++++ Entries shown ++++

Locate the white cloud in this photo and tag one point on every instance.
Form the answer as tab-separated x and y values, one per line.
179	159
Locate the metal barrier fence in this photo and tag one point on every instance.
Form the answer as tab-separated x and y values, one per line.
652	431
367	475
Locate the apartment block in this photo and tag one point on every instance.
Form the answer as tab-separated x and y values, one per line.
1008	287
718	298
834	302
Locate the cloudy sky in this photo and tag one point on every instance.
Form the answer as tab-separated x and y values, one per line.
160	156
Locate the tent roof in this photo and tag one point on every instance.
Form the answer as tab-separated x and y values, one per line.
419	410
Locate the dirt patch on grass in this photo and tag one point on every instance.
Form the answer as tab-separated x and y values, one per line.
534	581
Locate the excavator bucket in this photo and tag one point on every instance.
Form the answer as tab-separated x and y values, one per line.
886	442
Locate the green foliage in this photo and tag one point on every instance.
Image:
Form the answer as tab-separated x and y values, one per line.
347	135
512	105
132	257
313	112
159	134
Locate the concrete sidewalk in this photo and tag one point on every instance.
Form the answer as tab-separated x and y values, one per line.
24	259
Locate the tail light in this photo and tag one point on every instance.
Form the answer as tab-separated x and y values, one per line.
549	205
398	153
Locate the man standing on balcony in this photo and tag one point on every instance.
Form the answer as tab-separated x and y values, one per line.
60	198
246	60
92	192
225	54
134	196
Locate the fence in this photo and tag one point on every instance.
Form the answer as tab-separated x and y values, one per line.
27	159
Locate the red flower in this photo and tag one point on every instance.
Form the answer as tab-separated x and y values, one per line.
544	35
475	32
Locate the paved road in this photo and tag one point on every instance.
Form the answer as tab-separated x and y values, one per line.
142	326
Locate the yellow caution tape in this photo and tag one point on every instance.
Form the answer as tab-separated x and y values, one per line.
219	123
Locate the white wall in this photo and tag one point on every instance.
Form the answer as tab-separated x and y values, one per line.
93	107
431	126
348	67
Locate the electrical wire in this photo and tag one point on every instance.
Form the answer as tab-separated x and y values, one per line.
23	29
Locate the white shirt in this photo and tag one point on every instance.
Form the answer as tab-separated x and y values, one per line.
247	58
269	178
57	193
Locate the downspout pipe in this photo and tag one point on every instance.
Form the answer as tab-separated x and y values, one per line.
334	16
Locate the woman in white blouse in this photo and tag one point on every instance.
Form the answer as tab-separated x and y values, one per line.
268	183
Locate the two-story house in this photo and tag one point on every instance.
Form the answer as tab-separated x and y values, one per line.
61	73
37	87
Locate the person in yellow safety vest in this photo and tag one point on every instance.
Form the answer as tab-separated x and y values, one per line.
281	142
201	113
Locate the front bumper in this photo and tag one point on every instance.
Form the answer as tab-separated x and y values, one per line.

++++

*Description of the task*
Counting the lines of the material that hold the string "yellow", state the total and nothing besides.

*Answer box*
2